> DESCRIPTION OF THE TASK
Render all of the material below as a numbered list with one entry per line, leaving out blank lines and the pictures.

> THE RECORDS
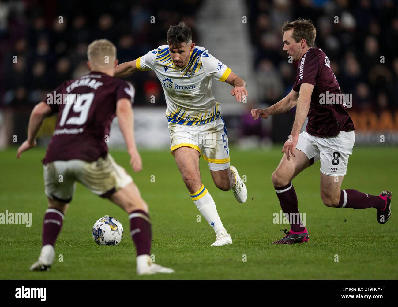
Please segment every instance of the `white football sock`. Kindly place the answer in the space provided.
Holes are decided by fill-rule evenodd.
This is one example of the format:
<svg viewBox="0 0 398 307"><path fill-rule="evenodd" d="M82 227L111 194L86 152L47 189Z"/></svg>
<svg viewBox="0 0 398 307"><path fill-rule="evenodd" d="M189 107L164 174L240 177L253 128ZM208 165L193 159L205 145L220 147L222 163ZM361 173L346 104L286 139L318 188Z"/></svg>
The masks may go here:
<svg viewBox="0 0 398 307"><path fill-rule="evenodd" d="M189 195L201 214L209 224L213 227L216 234L220 233L226 234L228 233L217 213L216 204L204 185L202 185L202 187L198 191L195 193L190 193Z"/></svg>
<svg viewBox="0 0 398 307"><path fill-rule="evenodd" d="M136 258L137 267L146 268L150 265L150 257L149 255L140 255Z"/></svg>

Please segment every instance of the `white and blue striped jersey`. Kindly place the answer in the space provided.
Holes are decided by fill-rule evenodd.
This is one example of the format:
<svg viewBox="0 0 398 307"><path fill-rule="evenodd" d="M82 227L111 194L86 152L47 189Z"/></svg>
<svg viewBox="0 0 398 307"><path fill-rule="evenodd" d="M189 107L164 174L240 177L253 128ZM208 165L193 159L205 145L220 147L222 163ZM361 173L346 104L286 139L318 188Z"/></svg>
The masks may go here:
<svg viewBox="0 0 398 307"><path fill-rule="evenodd" d="M140 70L153 70L160 81L169 122L200 125L221 116L220 104L211 91L212 79L224 82L231 70L203 47L195 47L184 67L174 65L167 45L139 58L137 66Z"/></svg>

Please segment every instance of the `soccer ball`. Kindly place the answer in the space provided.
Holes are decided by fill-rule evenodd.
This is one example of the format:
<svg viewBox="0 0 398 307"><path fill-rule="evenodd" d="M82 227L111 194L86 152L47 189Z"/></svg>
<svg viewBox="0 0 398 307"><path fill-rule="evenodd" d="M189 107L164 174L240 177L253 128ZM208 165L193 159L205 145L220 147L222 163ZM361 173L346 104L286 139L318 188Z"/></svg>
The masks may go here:
<svg viewBox="0 0 398 307"><path fill-rule="evenodd" d="M117 245L123 237L123 226L115 218L101 218L93 227L93 238L99 245Z"/></svg>

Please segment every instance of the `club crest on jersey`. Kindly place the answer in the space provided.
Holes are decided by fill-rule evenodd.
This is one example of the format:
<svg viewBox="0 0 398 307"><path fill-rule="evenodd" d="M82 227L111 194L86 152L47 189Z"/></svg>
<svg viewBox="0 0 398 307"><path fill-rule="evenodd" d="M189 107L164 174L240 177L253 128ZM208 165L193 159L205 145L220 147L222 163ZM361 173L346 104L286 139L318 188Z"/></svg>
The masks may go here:
<svg viewBox="0 0 398 307"><path fill-rule="evenodd" d="M192 74L193 73L193 69L191 67L188 69L187 70L187 74L190 77L192 76Z"/></svg>

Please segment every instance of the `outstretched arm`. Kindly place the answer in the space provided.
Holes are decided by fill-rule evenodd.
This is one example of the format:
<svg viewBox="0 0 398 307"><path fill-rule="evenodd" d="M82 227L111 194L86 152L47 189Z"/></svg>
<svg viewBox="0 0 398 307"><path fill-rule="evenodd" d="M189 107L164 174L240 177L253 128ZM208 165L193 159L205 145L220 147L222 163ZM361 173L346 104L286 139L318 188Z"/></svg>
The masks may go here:
<svg viewBox="0 0 398 307"><path fill-rule="evenodd" d="M126 62L119 64L115 68L114 76L117 78L125 77L139 70L137 68L137 60L135 60L131 62Z"/></svg>
<svg viewBox="0 0 398 307"><path fill-rule="evenodd" d="M139 172L142 169L142 161L135 144L134 115L131 108L131 103L127 98L122 98L117 101L116 116L120 131L126 142L127 151L130 155L130 164L135 172Z"/></svg>
<svg viewBox="0 0 398 307"><path fill-rule="evenodd" d="M252 116L254 119L257 119L259 116L263 119L266 119L269 115L287 112L297 104L298 96L298 92L295 91L292 89L287 96L269 108L252 110Z"/></svg>
<svg viewBox="0 0 398 307"><path fill-rule="evenodd" d="M43 120L51 113L50 106L44 101L39 103L33 108L29 119L27 139L18 148L17 158L20 159L23 152L36 146L36 136L40 128Z"/></svg>
<svg viewBox="0 0 398 307"><path fill-rule="evenodd" d="M231 95L235 96L236 101L239 102L242 102L242 100L244 101L245 97L248 96L246 82L244 80L235 74L233 72L231 72L225 82L234 87L231 91Z"/></svg>

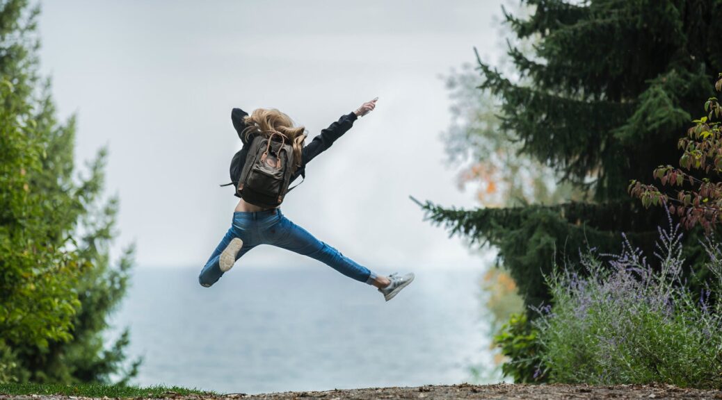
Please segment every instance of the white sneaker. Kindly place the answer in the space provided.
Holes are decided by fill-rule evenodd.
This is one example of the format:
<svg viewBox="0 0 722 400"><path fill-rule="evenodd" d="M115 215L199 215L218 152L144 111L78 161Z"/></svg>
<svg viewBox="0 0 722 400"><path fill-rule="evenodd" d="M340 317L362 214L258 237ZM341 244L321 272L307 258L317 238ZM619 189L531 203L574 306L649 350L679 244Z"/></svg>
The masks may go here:
<svg viewBox="0 0 722 400"><path fill-rule="evenodd" d="M393 272L388 275L388 279L391 281L388 286L378 288L378 291L383 294L383 298L386 299L386 301L393 298L396 293L414 280L414 272L409 272L404 276L399 276L396 272Z"/></svg>
<svg viewBox="0 0 722 400"><path fill-rule="evenodd" d="M240 239L233 238L230 240L230 243L228 244L228 246L226 246L226 248L223 249L223 252L221 253L220 259L218 261L221 271L225 272L233 267L233 265L235 264L235 256L238 254L238 252L240 251L240 248L243 246L243 241L240 240Z"/></svg>

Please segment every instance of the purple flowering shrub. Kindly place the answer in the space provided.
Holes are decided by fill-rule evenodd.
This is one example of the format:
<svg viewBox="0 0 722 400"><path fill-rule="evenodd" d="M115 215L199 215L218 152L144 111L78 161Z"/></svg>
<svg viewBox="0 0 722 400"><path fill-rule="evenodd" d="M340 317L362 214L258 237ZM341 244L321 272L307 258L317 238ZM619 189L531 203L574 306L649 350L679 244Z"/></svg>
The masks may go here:
<svg viewBox="0 0 722 400"><path fill-rule="evenodd" d="M537 375L722 388L722 249L703 243L714 279L692 293L681 277L679 225L669 222L651 260L625 236L619 254L583 254L585 276L554 267L545 277L553 306L536 308L532 322L542 349Z"/></svg>

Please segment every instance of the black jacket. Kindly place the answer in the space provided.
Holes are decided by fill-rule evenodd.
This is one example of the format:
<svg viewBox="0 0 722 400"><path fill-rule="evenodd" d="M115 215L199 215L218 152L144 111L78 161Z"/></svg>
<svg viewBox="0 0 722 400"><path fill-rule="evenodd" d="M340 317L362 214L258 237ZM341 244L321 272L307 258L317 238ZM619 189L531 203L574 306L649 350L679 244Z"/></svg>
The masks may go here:
<svg viewBox="0 0 722 400"><path fill-rule="evenodd" d="M235 131L238 133L238 137L240 138L240 141L243 143L243 146L238 154L240 157L240 165L241 166L245 164L245 157L248 154L251 142L256 138L256 135L251 134L251 140L246 141L245 135L243 134L243 130L246 127L245 124L243 123L243 117L248 115L248 112L240 108L234 108L230 112L230 120L233 123L233 128L235 128ZM347 130L351 129L351 127L354 125L354 121L358 117L352 112L342 115L338 121L331 123L329 125L329 128L322 129L320 135L313 138L311 143L303 146L301 151L301 166L291 175L291 180L290 182L293 182L299 175L305 177L306 164L322 151L331 147L331 145L336 141L336 139L338 139ZM238 195L238 191L235 194L237 197L240 197Z"/></svg>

> THE SOLUTION
1. Please segment every instance of the `white football sock`. Kindly place the answer in the space provided.
2. Holes are decided by fill-rule evenodd.
3. This is one example of the format:
4. <svg viewBox="0 0 398 307"><path fill-rule="evenodd" d="M82 227L111 194L86 152L47 189Z"/></svg>
5. <svg viewBox="0 0 398 307"><path fill-rule="evenodd" d="M189 107L164 174L240 177L253 128ZM208 165L193 159L205 145L220 147L222 163ZM361 173L346 104L286 139L318 188Z"/></svg>
6. The masks may go here:
7. <svg viewBox="0 0 398 307"><path fill-rule="evenodd" d="M189 195L201 214L209 224L213 227L216 234L220 233L226 234L228 233L217 213L216 204L204 185L202 185L202 187L198 191L195 193L190 193Z"/></svg>
8. <svg viewBox="0 0 398 307"><path fill-rule="evenodd" d="M136 258L137 267L146 268L150 265L150 257L149 255L140 255Z"/></svg>
9. Please segment every instance of the `white and blue striped jersey`. Kindly place the answer in the space provided.
10. Holes are decided by fill-rule evenodd.
11. This is one example of the format:
12. <svg viewBox="0 0 398 307"><path fill-rule="evenodd" d="M82 227L111 194L86 152L47 189Z"/></svg>
13. <svg viewBox="0 0 398 307"><path fill-rule="evenodd" d="M189 107L164 174L240 177L253 128ZM208 165L193 159L205 145L220 147L222 163ZM361 173L346 104L286 139L318 188Z"/></svg>
14. The masks may go here:
15. <svg viewBox="0 0 398 307"><path fill-rule="evenodd" d="M140 70L153 70L160 81L169 122L200 125L221 116L220 104L211 91L212 79L224 82L231 70L203 47L195 47L184 67L174 65L167 45L139 58L137 66Z"/></svg>
16. Please segment every instance of the `soccer ball`. Kindly place the answer in the space provided.
17. Holes are decided by fill-rule evenodd.
18. This is one example of the format:
19. <svg viewBox="0 0 398 307"><path fill-rule="evenodd" d="M82 227L111 194L86 152L47 189Z"/></svg>
20. <svg viewBox="0 0 398 307"><path fill-rule="evenodd" d="M189 107L164 174L240 177L253 128ZM208 165L193 159L205 145L220 147L222 163ZM361 173L346 104L286 139L318 188Z"/></svg>
21. The masks may go here:
22. <svg viewBox="0 0 398 307"><path fill-rule="evenodd" d="M117 245L123 237L123 226L115 218L101 218L93 227L93 238L99 245Z"/></svg>
23. Please segment every instance of the `club crest on jersey`. Kindly place the answer in the space provided.
24. Holes are decided by fill-rule evenodd.
25. This is one example of the format:
26. <svg viewBox="0 0 398 307"><path fill-rule="evenodd" d="M82 227L111 194L86 152L47 189Z"/></svg>
27. <svg viewBox="0 0 398 307"><path fill-rule="evenodd" d="M189 107L164 174L240 177L253 128ZM208 165L193 159L205 145L220 147L222 163ZM361 173L346 104L286 139L318 188Z"/></svg>
28. The masks may go here:
29. <svg viewBox="0 0 398 307"><path fill-rule="evenodd" d="M192 74L193 73L193 69L191 67L188 69L187 70L187 74L190 77L192 76Z"/></svg>
30. Please segment every instance of the `outstretched arm`. Kindly place the answer in the space provided.
31. Holes are decided by fill-rule evenodd.
32. This is one example of the format:
33. <svg viewBox="0 0 398 307"><path fill-rule="evenodd" d="M82 227L111 194L86 152L47 189Z"/></svg>
34. <svg viewBox="0 0 398 307"><path fill-rule="evenodd" d="M189 107L164 174L240 177L253 128ZM208 165L193 159L205 145L220 147L222 163ZM361 173L346 104L286 139L318 188Z"/></svg>
35. The masks may go here:
36. <svg viewBox="0 0 398 307"><path fill-rule="evenodd" d="M126 62L119 64L115 68L114 76L117 78L125 77L139 70L137 68L137 60L135 60L131 62Z"/></svg>
37. <svg viewBox="0 0 398 307"><path fill-rule="evenodd" d="M139 172L142 169L142 161L135 144L134 115L131 108L131 103L127 98L122 98L117 101L116 116L120 131L126 142L127 151L130 155L130 164L135 172Z"/></svg>
38. <svg viewBox="0 0 398 307"><path fill-rule="evenodd" d="M252 116L254 119L257 119L259 116L263 119L266 119L269 115L287 112L297 104L298 96L298 92L295 91L292 89L287 96L269 108L252 110Z"/></svg>
39. <svg viewBox="0 0 398 307"><path fill-rule="evenodd" d="M43 120L51 113L50 106L44 101L39 103L33 108L29 119L27 139L18 148L17 158L20 159L23 152L36 146L36 136L40 128Z"/></svg>
40. <svg viewBox="0 0 398 307"><path fill-rule="evenodd" d="M231 95L235 96L236 101L239 102L242 102L242 100L244 101L245 97L248 96L246 82L244 80L235 74L233 72L231 72L225 82L234 87L231 91Z"/></svg>
41. Please segment every instance of the white sneaker. Kindly place the answer in the space provided.
42. Holes are decided by fill-rule evenodd.
43. This is one example of the format:
44. <svg viewBox="0 0 722 400"><path fill-rule="evenodd" d="M115 215L199 215L218 152L144 111L78 161Z"/></svg>
45. <svg viewBox="0 0 722 400"><path fill-rule="evenodd" d="M340 317L362 214L258 237ZM341 244L321 272L307 258L317 238ZM619 189L531 203L574 306L649 350L679 244Z"/></svg>
46. The masks may go here:
47. <svg viewBox="0 0 722 400"><path fill-rule="evenodd" d="M393 272L388 275L388 279L391 281L388 286L378 288L378 291L383 294L383 298L386 299L386 301L393 298L396 293L414 280L414 272L409 272L404 276L399 276L396 272Z"/></svg>
48. <svg viewBox="0 0 722 400"><path fill-rule="evenodd" d="M240 239L233 238L230 240L230 243L228 244L228 246L226 246L226 248L223 249L223 252L221 253L220 259L218 261L221 271L225 272L233 267L233 265L235 264L235 256L238 254L238 252L240 251L240 248L243 246L243 241L240 240Z"/></svg>
49. Please segment every instance of the purple flowering shrub. Kindly place the answer in the space provided.
50. Holes are decided by fill-rule evenodd.
51. This is one example of the format:
52. <svg viewBox="0 0 722 400"><path fill-rule="evenodd" d="M115 215L199 215L218 152L144 111L78 161Z"/></svg>
53. <svg viewBox="0 0 722 400"><path fill-rule="evenodd" d="M340 317L362 214L258 237ZM341 244L321 272L307 258L317 238ZM619 189L531 203L574 306L649 350L679 244Z"/></svg>
54. The masks may go here:
55. <svg viewBox="0 0 722 400"><path fill-rule="evenodd" d="M537 375L722 388L722 249L703 243L714 279L692 293L681 277L679 225L669 222L651 260L625 236L619 254L583 254L585 276L554 267L545 277L553 306L536 308L532 322L542 349Z"/></svg>
56. Please segment every instance of the black jacket. Kindly place the answer in the space provided.
57. Holes are decided by fill-rule evenodd.
58. This is one example of the format:
59. <svg viewBox="0 0 722 400"><path fill-rule="evenodd" d="M115 215L199 215L218 152L144 111L78 161Z"/></svg>
60. <svg viewBox="0 0 722 400"><path fill-rule="evenodd" d="M340 317L362 214L258 237ZM341 244L321 272L307 258L317 238ZM619 189L531 203L574 306L649 350L679 244Z"/></svg>
61. The masks may go here:
62. <svg viewBox="0 0 722 400"><path fill-rule="evenodd" d="M235 131L238 133L238 137L240 138L240 141L243 143L243 146L238 154L240 157L240 165L241 166L245 164L245 157L248 154L251 142L256 138L256 135L251 134L251 140L246 141L245 135L243 134L243 130L246 127L245 124L243 123L243 117L248 115L248 112L240 108L234 108L230 112L230 120L233 123L233 128L235 128ZM347 130L351 129L351 127L354 125L354 121L358 117L352 112L342 115L338 121L331 123L329 125L329 128L322 129L320 135L313 138L311 143L303 146L301 151L301 166L291 175L291 180L290 182L293 182L299 175L305 177L306 164L322 151L331 147L331 145L336 141L336 139L338 139ZM238 195L238 191L235 194L237 197L240 197Z"/></svg>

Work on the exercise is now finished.